▶ **Exercise aim**: Render every line of the entries below as a Markdown table with two columns, Line and Content, giving each line's row number under Line and its wording under Content. Skip blank lines.

══ Working data ══

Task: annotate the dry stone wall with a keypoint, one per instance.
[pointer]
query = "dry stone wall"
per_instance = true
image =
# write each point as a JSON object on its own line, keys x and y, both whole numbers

═══

▶ **Reply**:
| Line | Content |
|---|---|
| 1 | Task: annotate the dry stone wall with a keypoint, one per instance. |
| 2 | [pointer] |
| 3 | query = "dry stone wall" |
| 4 | per_instance = true |
| 5 | image = |
| 6 | # write each point as a JSON object on its own line, keys x and y, both whole numbers |